Donne e violenza: ‘Una mattina come tante’ di Sabrina Cionini
Una mattina come tante
di Sabrina Cionini
(2022, Thalia Servizi editoriali)
Chi è Sabrina Cionini
Sabrina Cionini è nata a Grosseto, dove vive, nel 1967. È animatrice e operatrice d’infanzia, esperta in comunicazione sociale, legata al mondo del volontariato, e da anni crea e realizza percorsi formativi per sensibilizzare e per contrastare la violenza contro le donne, i bambini e i disabili, diverse forme di violenza e di insensibilità verso, donne, bambini, disabili. Una mattina come tante, sua opera prima, cerca di dare corpo ai tormenti vissuti e osservati a partire da sé, alle personali scoperte, alle sofferte e felici consapevolezze.
Di cosa parla
Barbara è una giovane donna, bella, socievole e piena di idee. Ha alle spalle un’infanzia difficile, a causa del rapporto disfunzionale e violento dei genitori che la fa crescere in un clima anaffettivo e di paura continua. Inoltre, Francesca, la sorella maggiore, ha una grave disabilità che la rende non autosufficiente. La donna catalizza le poche energie affettive della madre, succube del marito e dei suoceri con i quali vive, oscurando del tutto le necessità soprattutto affettive di Barbara che si sente invisibile.
Appena adolescente, Barbara, innamorata dell’amore e spinta dal desiderio di allontanarsi dalla famiglia, incontra Lui – uomo del quale mai viene fatto il nome – e dopo un breve fidanzamento decide di sposarsi. La relazione presto diventa tossica. Il marito a poco a poco si rivela un violento e un manipolatore e cerca di allontanare Barbara dai familiari e dagli amici. La insulta, la denigra, è geloso di lei in modo ossessivo, quando è lui stesso a tradire. Diventa una presenza oscura e minacciosa che fa perdere a Barbara certezze e punti di riferimento. Poi la donna, toccato il fondo della disperazione, inizia finalmente un processo doloroso e commovente di separazione. Una disintossicazione dalla dipendenza affettiva, alla ricerca di se stessa. Inizia così di nuovo a volersi bene, a ritrovare desideri e interessi. Nel percorso di rinascita e di uscita dalla violenza incontra Giulio, un uomo gentile, una figura maschile positiva e benefica, insieme al quale deciderà di vivere e di formare una famiglia
Tanti sono i romanzi, memoir e saggi che raccontano storie di violenza contro le donne. Tu hai scelto di raccontare la tua vicenda tramite un romanzo/diario. Cosa ti ha spinto a scrivere? E perché questa forma diaristica dove prevale l’io narrante?

------------------------------------

Secondo il testo sul romanzo, in quale città e in che anno è nata Sabrina Cionini? Le righe non servono a questo compito.

_Elenco dei dati_:

------------------------------------

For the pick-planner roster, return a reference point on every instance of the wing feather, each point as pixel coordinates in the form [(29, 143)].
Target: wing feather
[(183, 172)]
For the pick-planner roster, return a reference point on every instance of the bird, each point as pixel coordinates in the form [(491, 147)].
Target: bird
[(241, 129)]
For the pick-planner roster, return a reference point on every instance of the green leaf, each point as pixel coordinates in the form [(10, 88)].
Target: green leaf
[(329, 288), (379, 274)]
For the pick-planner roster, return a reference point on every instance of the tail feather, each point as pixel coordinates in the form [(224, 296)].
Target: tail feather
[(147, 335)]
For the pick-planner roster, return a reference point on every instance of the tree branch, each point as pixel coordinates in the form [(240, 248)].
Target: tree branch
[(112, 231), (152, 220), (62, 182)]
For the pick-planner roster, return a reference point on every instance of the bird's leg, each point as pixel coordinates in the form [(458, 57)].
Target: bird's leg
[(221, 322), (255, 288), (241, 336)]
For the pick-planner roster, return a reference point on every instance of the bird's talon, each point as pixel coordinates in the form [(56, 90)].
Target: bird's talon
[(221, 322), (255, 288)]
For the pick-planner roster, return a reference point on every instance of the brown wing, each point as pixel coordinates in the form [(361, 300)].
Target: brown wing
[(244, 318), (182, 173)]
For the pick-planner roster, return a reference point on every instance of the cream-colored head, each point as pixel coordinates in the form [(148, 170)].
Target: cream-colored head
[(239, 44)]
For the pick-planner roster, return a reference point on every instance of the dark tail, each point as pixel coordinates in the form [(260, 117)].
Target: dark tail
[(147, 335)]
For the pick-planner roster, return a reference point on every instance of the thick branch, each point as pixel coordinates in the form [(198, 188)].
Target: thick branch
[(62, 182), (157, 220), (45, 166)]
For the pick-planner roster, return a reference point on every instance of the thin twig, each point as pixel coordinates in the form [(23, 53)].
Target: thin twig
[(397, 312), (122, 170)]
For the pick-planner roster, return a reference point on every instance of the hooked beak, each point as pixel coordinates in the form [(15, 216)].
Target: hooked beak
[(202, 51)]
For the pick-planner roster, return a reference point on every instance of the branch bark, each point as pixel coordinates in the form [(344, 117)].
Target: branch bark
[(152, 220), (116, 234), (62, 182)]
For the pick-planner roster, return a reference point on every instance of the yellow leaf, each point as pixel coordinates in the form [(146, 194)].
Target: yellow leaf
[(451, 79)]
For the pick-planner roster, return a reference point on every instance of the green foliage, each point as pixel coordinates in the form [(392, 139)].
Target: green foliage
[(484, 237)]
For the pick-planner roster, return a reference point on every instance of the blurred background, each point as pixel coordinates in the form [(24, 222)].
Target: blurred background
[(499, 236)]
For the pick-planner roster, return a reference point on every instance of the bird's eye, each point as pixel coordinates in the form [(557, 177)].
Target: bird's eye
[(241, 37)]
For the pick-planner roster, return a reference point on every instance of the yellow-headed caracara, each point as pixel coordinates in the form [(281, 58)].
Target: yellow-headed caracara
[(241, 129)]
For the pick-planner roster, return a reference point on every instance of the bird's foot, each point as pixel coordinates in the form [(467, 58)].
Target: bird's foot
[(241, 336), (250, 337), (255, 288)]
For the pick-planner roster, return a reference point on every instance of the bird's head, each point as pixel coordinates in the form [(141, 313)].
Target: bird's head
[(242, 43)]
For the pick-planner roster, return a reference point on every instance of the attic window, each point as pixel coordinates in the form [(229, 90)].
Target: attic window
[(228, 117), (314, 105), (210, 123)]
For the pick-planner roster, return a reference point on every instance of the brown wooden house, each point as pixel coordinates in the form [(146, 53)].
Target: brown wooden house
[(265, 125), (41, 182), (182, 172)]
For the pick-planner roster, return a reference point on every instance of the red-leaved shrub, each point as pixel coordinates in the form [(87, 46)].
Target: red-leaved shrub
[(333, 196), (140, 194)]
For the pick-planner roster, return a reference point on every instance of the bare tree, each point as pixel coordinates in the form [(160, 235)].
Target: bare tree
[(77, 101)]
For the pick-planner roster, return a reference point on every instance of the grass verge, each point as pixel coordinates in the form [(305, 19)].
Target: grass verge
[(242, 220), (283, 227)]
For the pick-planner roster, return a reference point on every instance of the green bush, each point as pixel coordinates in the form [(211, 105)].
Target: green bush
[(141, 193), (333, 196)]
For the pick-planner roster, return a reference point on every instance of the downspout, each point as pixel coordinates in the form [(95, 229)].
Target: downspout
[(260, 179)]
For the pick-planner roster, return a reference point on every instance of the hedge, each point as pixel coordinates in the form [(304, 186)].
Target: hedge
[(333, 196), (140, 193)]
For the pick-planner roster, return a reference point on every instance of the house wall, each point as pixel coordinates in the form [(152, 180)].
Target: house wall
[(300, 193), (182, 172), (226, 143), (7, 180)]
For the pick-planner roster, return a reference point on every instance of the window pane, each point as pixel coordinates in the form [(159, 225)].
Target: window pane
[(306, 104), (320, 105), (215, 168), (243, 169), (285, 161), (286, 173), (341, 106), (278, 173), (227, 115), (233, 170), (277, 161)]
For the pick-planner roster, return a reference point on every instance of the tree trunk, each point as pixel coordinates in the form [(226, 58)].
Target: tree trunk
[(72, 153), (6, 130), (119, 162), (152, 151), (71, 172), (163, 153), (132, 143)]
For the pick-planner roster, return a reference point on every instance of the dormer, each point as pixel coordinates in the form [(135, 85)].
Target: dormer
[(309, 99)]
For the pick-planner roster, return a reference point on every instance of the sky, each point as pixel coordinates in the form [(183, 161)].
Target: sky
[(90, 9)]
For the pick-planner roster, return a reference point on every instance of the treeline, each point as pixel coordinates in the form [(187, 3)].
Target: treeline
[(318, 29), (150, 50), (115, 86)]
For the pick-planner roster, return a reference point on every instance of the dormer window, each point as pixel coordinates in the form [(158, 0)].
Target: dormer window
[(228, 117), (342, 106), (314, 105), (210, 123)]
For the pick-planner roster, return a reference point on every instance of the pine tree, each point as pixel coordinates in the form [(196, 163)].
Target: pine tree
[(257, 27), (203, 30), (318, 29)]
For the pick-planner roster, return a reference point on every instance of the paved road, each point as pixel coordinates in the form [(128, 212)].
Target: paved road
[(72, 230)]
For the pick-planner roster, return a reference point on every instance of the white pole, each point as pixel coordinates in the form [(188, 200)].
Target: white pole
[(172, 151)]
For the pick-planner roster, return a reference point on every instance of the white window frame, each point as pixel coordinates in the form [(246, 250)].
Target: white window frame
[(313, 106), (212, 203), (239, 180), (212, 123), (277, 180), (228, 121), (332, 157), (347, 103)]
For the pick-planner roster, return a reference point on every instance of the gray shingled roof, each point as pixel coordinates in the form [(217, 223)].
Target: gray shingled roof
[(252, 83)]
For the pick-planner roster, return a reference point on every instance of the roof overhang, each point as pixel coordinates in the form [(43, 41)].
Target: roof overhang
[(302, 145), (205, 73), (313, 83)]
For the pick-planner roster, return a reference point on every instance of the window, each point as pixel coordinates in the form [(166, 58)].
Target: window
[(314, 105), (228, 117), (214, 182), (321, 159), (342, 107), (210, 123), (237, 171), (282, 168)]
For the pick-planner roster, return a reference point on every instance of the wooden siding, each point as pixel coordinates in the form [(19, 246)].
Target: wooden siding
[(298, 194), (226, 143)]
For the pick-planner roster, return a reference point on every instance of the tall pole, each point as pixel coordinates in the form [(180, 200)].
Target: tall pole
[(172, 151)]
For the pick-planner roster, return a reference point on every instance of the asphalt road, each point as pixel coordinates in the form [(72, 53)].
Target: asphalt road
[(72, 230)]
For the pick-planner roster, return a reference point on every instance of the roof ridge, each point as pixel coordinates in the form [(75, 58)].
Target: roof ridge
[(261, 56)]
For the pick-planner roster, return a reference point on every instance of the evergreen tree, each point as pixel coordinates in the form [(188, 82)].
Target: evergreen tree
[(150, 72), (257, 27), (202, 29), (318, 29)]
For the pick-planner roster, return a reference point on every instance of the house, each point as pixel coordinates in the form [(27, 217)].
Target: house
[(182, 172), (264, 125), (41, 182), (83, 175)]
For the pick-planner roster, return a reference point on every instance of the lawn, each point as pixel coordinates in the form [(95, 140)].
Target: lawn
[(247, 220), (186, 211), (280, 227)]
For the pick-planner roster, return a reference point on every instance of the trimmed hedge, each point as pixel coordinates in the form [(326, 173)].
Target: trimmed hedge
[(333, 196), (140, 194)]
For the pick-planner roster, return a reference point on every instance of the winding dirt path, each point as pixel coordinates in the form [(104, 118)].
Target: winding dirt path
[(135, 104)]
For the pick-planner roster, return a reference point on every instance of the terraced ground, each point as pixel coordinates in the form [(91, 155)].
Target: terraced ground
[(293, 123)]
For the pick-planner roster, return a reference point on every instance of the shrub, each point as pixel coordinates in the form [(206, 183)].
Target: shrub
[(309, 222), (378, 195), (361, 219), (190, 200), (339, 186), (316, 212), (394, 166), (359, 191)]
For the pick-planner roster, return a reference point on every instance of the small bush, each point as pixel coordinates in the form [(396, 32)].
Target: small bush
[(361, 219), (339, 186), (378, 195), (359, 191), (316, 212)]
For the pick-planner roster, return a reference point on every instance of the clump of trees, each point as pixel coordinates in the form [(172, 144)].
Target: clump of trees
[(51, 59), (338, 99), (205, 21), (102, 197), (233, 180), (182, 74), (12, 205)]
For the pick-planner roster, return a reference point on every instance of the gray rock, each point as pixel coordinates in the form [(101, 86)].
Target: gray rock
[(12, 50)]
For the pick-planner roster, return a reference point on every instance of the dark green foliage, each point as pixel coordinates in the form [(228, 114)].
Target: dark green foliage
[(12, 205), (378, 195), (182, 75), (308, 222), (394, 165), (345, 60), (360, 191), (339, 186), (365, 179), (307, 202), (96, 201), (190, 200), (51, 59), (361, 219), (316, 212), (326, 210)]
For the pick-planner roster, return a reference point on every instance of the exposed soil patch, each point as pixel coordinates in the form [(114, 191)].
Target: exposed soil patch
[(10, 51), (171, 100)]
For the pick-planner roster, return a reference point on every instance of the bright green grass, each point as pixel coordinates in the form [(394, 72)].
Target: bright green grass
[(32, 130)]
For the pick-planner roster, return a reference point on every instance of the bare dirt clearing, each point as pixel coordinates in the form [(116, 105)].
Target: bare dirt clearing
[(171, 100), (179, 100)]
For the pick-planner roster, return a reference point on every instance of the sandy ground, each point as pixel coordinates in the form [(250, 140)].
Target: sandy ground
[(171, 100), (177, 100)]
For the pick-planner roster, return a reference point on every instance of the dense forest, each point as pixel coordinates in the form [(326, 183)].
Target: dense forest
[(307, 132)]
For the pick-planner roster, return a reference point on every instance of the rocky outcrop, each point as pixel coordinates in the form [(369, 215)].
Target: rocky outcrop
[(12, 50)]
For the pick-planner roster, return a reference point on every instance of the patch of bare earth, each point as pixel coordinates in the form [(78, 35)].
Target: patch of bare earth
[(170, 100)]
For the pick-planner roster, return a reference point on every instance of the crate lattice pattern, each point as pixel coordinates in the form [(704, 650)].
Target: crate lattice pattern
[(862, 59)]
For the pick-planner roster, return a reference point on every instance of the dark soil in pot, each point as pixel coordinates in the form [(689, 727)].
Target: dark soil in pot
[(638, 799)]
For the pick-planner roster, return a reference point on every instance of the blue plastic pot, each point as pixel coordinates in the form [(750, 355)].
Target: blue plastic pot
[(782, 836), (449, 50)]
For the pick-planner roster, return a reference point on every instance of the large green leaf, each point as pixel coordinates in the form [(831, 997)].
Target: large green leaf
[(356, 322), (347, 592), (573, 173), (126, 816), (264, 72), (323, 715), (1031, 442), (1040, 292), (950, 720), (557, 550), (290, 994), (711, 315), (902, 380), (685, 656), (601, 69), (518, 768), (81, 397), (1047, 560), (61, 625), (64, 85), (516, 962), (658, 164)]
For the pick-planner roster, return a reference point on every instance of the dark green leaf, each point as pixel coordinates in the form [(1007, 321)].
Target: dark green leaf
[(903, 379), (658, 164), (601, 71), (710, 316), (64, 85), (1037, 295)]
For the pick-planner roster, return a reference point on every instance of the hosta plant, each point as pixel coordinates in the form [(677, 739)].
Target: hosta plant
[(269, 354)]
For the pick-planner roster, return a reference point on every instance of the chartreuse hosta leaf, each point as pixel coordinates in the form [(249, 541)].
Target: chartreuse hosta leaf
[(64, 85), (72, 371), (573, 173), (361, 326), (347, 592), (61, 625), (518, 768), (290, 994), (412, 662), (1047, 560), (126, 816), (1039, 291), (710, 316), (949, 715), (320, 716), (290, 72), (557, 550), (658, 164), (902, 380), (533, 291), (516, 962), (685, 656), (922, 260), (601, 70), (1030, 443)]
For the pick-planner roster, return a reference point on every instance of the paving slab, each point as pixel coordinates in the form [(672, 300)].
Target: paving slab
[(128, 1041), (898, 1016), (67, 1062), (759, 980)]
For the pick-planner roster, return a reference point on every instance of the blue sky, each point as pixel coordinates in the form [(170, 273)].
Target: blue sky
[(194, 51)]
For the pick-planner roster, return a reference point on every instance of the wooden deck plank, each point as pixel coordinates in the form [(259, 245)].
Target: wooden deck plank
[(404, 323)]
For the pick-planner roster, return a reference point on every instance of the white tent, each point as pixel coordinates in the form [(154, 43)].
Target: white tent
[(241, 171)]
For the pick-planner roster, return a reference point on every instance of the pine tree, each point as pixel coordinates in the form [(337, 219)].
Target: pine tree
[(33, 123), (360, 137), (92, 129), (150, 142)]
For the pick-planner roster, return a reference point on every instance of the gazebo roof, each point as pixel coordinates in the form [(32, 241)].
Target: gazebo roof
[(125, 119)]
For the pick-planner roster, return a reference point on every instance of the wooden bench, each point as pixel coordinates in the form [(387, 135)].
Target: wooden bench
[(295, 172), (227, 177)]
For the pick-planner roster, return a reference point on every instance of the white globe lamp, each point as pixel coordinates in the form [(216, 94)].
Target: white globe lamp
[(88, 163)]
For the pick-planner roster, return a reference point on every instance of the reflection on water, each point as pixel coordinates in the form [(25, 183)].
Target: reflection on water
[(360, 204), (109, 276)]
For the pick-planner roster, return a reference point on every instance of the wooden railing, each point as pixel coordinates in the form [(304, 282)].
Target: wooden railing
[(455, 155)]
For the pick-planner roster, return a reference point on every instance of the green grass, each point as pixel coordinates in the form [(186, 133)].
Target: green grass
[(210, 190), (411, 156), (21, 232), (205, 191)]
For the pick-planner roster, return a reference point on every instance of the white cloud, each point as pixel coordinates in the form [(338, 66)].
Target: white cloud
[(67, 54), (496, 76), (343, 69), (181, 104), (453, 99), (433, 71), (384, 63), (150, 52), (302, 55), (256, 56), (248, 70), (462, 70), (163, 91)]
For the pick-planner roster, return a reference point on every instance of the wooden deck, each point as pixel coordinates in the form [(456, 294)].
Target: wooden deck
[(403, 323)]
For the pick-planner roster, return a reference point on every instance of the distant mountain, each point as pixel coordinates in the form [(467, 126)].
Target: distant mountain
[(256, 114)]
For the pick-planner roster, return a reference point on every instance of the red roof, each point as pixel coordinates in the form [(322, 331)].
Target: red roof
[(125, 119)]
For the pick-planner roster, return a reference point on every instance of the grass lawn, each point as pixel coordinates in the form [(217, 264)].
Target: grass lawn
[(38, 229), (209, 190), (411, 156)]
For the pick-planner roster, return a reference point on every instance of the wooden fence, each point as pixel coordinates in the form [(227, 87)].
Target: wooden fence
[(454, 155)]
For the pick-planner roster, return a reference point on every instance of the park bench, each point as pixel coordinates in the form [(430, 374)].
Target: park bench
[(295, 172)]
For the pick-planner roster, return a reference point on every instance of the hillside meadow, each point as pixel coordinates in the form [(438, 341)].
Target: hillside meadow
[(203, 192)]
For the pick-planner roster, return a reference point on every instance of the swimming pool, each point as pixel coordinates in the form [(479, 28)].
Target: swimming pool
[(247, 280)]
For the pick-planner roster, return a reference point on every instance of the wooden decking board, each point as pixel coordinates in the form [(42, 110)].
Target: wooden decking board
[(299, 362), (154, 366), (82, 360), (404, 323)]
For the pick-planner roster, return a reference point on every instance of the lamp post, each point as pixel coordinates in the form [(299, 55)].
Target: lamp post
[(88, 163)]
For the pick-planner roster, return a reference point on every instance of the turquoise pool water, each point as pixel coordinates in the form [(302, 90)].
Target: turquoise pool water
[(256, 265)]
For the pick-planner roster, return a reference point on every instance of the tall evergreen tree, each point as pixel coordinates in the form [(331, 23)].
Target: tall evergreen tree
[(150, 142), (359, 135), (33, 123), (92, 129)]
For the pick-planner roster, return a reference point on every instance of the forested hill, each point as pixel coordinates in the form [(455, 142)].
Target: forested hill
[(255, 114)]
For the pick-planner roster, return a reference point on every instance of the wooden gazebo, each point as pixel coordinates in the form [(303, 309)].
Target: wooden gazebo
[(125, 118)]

------------------------------------

_Risposta_: A Grosseto, nel 1967.